• [Given instruction 1]
Please answer these questions from the Logan 200 drive belt thread below.
(a) Which NAPA belt did Fairbanks order?
(b) According to Terrywerm, what has to be removed from the lathe to change the rubber belt?
(c) What belt did Mister Ed go with, and at what width?

# Question About the Drive Belt on My Logan 200



## Fairbanks (Oct 26, 2014)

Looking for your recommendations.  I need to replace the drive belt on my Logan 200.  I have ordered the NAPA Micro-V AT 25-080400.  What are the pros and cons for using this or an old style belt?  My main objective here is quiet and reliable.

Thanks!


----------



## Terrywerm (Oct 26, 2014)

I am using the very belt that you just ordered and I have been very pleased with it. On the other hand the  tick - tick - tick of a metal lace crossing the pulleys never bothered me, but the multigroove belt works well and is quieter.  The only con about using the rubber belt is that you have to remove the spindle from the lathe to change the belt. Luckily that is something that does not need to be done very often.  I do think the rubber belt is a little less prone to slipping than the leather belt, too.


----------



## Redlineman (Oct 26, 2014)

Hey;

TONS of info on this everywhere you look, be it here, or on other machine sites. Virtually any 200/800 series rebuild thread will speak of it. Assuming you got the right size (I further assume that is a 40" belt), you will like it.


----------



## Mister Ed (Oct 26, 2014)

Should be fine. 8 rib K belt will be 1.12". I went with a 10 rib J series @ .92" width. I was doing some heavy turning in 4140 last week and did manage to stall ... but I was taking way more cut that I should have been.

It is way better than the endless belt that Logan sells. With one of those on, I had to keep a can of belt dressing near by.


----------



## Fairbanks (Oct 27, 2014)

Just the feedback I needed, Thanks!!


----------

• [Material for the task]
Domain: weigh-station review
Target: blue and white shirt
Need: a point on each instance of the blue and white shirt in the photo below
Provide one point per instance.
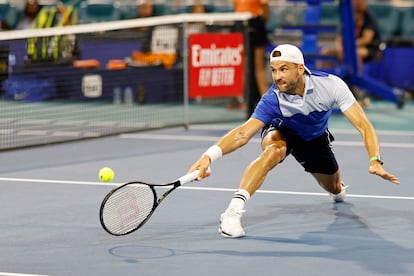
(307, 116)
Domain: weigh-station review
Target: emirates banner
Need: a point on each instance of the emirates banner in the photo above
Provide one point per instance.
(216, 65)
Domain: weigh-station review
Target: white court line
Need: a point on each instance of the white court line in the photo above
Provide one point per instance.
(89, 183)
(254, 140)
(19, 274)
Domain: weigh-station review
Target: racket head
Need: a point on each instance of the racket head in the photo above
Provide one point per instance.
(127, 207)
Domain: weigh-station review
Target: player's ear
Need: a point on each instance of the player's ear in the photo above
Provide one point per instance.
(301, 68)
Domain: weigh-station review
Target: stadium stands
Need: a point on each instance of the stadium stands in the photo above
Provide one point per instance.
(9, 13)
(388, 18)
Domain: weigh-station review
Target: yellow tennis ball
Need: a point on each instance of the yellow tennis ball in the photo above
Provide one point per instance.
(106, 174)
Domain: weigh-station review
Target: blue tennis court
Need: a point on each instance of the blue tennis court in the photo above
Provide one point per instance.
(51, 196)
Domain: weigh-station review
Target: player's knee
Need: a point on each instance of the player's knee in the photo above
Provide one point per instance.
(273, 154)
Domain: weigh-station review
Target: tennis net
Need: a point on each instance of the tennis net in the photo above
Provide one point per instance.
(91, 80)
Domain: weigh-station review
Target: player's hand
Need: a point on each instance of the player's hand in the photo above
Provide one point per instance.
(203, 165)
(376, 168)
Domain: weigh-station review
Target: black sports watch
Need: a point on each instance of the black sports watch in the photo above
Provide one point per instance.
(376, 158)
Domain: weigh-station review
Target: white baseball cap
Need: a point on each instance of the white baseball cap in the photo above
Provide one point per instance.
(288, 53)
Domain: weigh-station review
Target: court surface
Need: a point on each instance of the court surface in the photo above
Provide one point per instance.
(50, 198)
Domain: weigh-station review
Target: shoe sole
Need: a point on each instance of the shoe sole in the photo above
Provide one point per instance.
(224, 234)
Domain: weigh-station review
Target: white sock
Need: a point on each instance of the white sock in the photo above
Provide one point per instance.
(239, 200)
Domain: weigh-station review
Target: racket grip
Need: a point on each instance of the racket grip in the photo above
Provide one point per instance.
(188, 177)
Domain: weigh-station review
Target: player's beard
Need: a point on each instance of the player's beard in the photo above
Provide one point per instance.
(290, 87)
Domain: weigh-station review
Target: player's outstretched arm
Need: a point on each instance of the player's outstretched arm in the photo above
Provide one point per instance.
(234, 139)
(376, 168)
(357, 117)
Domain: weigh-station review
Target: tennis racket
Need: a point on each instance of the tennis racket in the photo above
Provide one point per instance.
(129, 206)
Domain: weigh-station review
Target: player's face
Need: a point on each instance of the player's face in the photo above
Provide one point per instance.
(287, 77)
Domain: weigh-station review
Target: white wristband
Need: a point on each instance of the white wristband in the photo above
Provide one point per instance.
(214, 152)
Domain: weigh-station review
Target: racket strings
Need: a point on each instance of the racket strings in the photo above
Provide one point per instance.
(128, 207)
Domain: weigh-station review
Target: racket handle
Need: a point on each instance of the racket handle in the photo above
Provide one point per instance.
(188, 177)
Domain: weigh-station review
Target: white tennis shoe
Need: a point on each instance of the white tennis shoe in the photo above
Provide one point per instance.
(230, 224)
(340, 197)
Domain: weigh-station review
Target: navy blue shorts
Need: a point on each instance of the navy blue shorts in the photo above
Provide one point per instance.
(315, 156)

• [Given instruction 2]
Show each line of the listing above that contains the string "strings".

• [Written response 1]
(a) The NAPA Micro-V AT 25-080400.
(b) The spindle.
(c) A 10 rib J series belt, at .92" width.

• [Written response 2]
Target: racket strings
Need: a point on each instance of the racket strings in the photo above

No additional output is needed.